# ТЕКСТ
--------------------------------

Главная страница ИД «Первого сентября»Главная страница газеты «Первое сентября»Содержание №82/2002

Третья тетрадь. Детный мир

РОДИТЕЛЬСКАЯ ГАЗЕТА
С ТОЧКИ ЗРЕНИЯ ПАПЫ

Леонид КОСТЮКОВ

«Я как отец тебе говорю!»

А может быть, не стоит говорить как отец, поступать как отец, мыслить как отец? Оставайтесь собой, и отношения с детьми станут честнее и человечнее

Оглядываясь назад, не можешь не находить в череде собственных поступков неверные, а то и постыдные шаги. Требуется определенное волевое усилие, чтобы как-то классифицировать ошибки, подвести под ту или иную черту, чтобы, разумеется, попробовать избежать их впоследствии. Чаще всего эта черта оказывается чертой характера. Ну что поделать, я вспыльчив (легковерен, медлителен). А кто без греха? Такое объяснение обычно всех устраивает. Вздохнем и начнем по новой.
Меня удивило, что в своей личной истории я нашел ошибки, как сказал бы ученый, другого рода.

--------------------------------

# ИСХОДНЫЕ СТРОКИ
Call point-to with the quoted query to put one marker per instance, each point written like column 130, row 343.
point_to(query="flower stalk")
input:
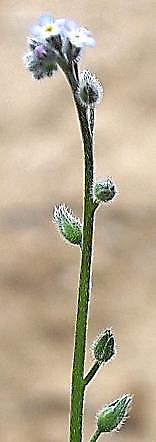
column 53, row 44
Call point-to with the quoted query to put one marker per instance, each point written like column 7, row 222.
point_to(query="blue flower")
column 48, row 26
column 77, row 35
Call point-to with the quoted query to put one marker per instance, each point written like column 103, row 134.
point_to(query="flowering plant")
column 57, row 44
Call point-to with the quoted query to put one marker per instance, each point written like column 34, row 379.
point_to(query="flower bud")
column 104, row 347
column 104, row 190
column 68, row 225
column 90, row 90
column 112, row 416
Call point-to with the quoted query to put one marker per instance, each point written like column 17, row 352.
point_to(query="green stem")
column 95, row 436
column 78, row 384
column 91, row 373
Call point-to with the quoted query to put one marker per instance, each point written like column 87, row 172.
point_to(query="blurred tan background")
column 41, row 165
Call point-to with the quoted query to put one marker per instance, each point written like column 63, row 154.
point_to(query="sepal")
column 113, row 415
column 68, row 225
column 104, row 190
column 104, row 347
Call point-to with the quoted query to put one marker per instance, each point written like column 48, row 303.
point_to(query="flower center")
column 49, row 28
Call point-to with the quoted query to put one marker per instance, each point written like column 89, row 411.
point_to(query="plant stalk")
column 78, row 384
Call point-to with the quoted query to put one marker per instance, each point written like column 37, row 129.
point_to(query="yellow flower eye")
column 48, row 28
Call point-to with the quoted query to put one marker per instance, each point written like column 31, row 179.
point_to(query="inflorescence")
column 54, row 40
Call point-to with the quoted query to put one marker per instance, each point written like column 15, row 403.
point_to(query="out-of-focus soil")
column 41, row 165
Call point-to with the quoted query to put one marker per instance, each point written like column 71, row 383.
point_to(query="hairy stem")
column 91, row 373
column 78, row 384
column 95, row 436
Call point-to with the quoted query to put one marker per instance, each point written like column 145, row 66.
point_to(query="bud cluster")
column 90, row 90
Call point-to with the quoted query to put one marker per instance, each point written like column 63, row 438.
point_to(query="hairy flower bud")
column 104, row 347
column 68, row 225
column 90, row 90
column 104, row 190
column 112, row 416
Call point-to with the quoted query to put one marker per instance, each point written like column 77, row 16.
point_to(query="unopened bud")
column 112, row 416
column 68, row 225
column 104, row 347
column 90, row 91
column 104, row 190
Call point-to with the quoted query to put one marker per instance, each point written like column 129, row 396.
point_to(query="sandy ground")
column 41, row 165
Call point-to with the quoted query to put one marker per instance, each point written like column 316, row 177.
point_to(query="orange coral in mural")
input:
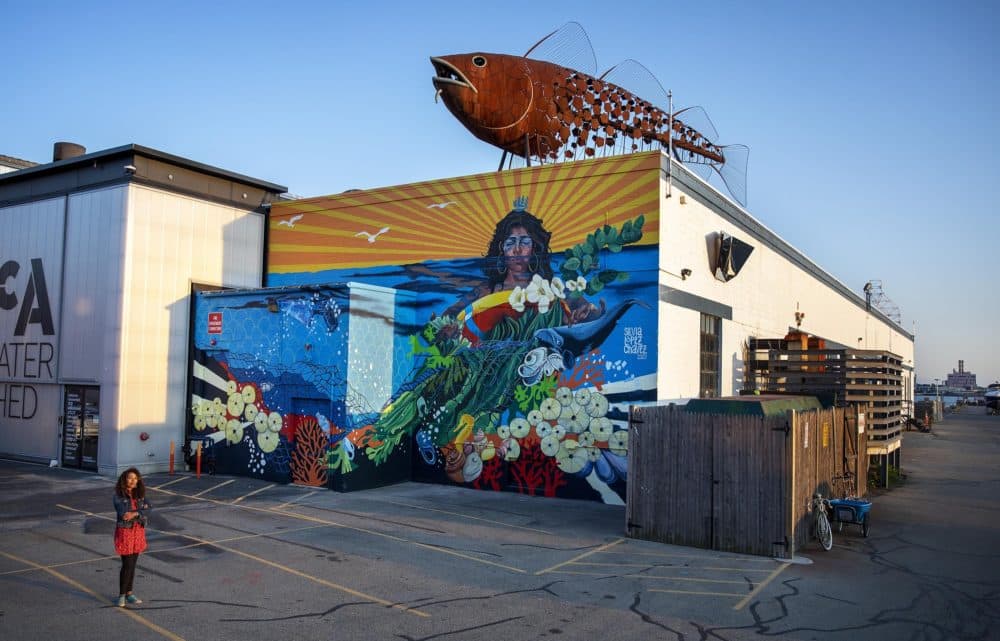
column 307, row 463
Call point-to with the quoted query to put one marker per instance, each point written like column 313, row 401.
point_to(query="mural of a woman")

--------------------------------

# ЗАДАНИЯ
[1] Чем, по словам автора текста, чаще всего оказывается черта, под которую подводят свои ошибки?
[2] Выпишите из строк все, в которых встречается слово «hairy».

# ОТВЕТЫ
[1] Чертой характера.

[2]
point_to(query="hairy stem")
point_to(query="hairy flower bud")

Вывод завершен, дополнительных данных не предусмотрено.